Our approach. Our approach is detailed in Figure 1. We leverage the BirdSet dataset collection [6] to ensure comparability.

Refer to caption — Figure 1: Proposed deep AL cycle in avian bioacoustics with exemplary tasks from BirdSet[6].

We consider a multi-label classification problem, where we equip a model with a pre-trained feature extractor $\mathbf{h}_{\boldsymbol{\omega}}:\mathcal{X}\to\mathbb{R}^{D}$ with parameters $\boldsymbol{\omega}$ that maps the inputs $\mathbf{x}$ to feature embeddings $\mathbf{h}_{\boldsymbol{\omega}}(\mathbf{x})$ . Additionally, we utilize a classification head $\mathbf{f}_{\boldsymbol{\theta}_{t}}:\mathbb{R}^{D}\to\mathbb{R}^{C}$ with parameters $\boldsymbol{\theta}_{t}$ at cycle iteration $t$ that maps the feature embeddings $\mathbf{h}_{\boldsymbol{\omega}}(\mathbf{x})$ to class probabilities via the sigmoid function. The resulting class probabilities are denoted by $\hat{\mathbf{p}}=\sigma(\mathbf{f}_{\boldsymbol{\theta}_{t}}(\mathbf{h}_{% \boldsymbol{\omega}}(\mathbf{x}))$ , where $\hat{\mathbf{p}}\in\mathbb{R}^{C}$ represents the probabilities for each class in a binary classification problem. We introduce a pool-based AL setting with an unlabeled pool ${\mathcal{U}(t)\subseteq\mathcal{S}}$ and a labeled pool data set ${\mathcal{L}(t)\subseteq\mathcal{S}\times\mathcal{Y}}$ . The pool consists of soundscapes from PAM projects, allowing the model to adapt to the unique acoustic features of new sites and improve performance across various scenarios. During each cycle iteration $t$ , the query strategy compiles the most informative instances into a batch ${\mathcal{B}(t)\subset\mathcal{U}(t)}$ of size $b$ . We represent an annotated batch as $\mathcal{B}^{*}(t)\in\mathcal{S}\times\mathcal{Y}$ . We update the unlabeled pool $\mathcal{U}(t{+}1)=\mathcal{U}(t)\setminus\mathcal{B}(t)$ and the labeled pool $\mathcal{L}(t{+}1)=\mathcal{L}(t)\cup\mathcal{B}^{*}(t)$ by adding the annotated batch. At each iteration $t$ , the model $\boldsymbol{\theta}_{t}$ is retrained using the binary cross entropy loss $L_{BCE}(\mathbf{x,y)}$ , resulting in the updated model parameters $\boldsymbol{\theta}_{t+1}$ . The process continues until a budget $B$ is exhausted.

# CHALLENGES:
A. Which pools and batches does the active learning passage define, and what symbol does it use for each?
B. Will you reproduce the active learning passage between "Our approach. Our" and "tasks from BirdSet[6].", inclusive?

# EXTRACTED INFORMATION:
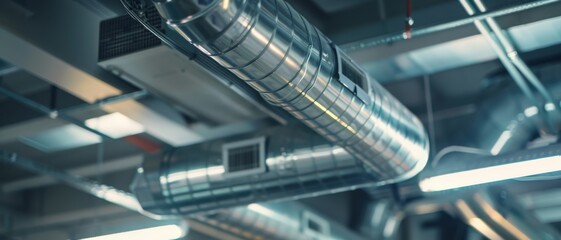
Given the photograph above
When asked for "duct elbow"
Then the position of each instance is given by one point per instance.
(277, 52)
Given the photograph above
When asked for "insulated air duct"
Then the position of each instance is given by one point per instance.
(276, 51)
(286, 162)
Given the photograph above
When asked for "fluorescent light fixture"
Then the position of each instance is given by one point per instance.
(505, 136)
(481, 6)
(549, 106)
(166, 232)
(61, 138)
(491, 174)
(531, 111)
(475, 222)
(115, 125)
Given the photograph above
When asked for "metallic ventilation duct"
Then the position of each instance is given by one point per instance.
(278, 221)
(276, 51)
(101, 191)
(497, 215)
(509, 121)
(286, 162)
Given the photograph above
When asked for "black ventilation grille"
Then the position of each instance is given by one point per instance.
(243, 158)
(352, 73)
(123, 35)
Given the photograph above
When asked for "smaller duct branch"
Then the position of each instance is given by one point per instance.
(515, 66)
(286, 162)
(497, 215)
(278, 221)
(480, 170)
(98, 190)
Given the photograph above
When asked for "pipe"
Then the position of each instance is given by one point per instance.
(497, 215)
(507, 121)
(514, 57)
(277, 52)
(295, 163)
(98, 190)
(546, 126)
(278, 221)
(373, 42)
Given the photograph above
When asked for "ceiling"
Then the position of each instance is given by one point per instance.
(49, 54)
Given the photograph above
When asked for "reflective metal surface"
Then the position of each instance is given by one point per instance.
(299, 163)
(278, 221)
(508, 120)
(497, 215)
(382, 220)
(277, 52)
(101, 191)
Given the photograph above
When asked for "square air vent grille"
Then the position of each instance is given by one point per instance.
(244, 157)
(123, 35)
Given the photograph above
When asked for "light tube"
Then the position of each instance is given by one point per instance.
(166, 232)
(491, 174)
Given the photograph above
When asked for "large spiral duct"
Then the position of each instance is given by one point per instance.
(278, 221)
(286, 162)
(497, 215)
(276, 51)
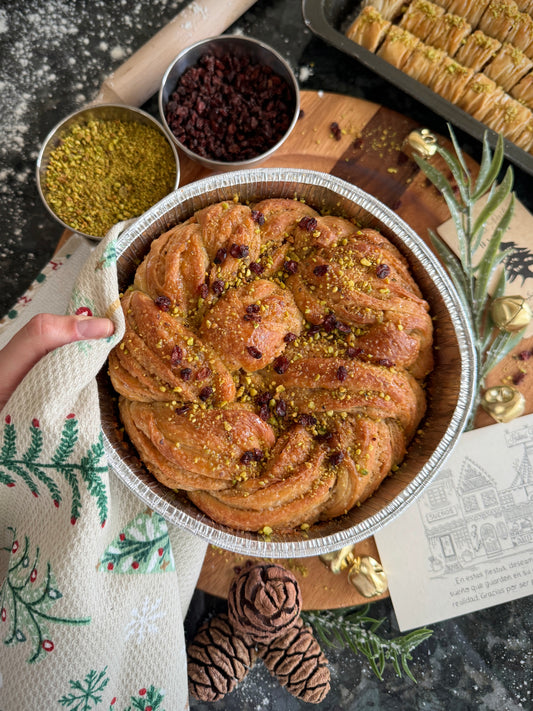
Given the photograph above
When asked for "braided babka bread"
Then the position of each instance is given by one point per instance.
(272, 362)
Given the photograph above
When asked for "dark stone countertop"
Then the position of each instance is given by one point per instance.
(54, 56)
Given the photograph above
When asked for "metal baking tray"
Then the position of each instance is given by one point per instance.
(329, 19)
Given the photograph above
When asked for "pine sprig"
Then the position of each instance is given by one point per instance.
(354, 629)
(472, 276)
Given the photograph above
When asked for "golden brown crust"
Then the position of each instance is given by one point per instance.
(272, 362)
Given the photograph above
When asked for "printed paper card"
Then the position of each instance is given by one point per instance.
(466, 543)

# EXERCISE SOLUTIONS:
A.
- Unlabeled pool: 𝒰(t)
- Labeled pool: ℒ(t)
- Batch of the most informative instances: ℬ(t)
- Annotated batch: ℬ*(t)

B.
Our approach. Our approach is detailed in Figure 1. We leverage the BirdSet dataset collection [6] to ensure comparability.

Refer to caption — Figure 1: Proposed deep AL cycle in avian bioacoustics with exemplary tasks from BirdSet[6].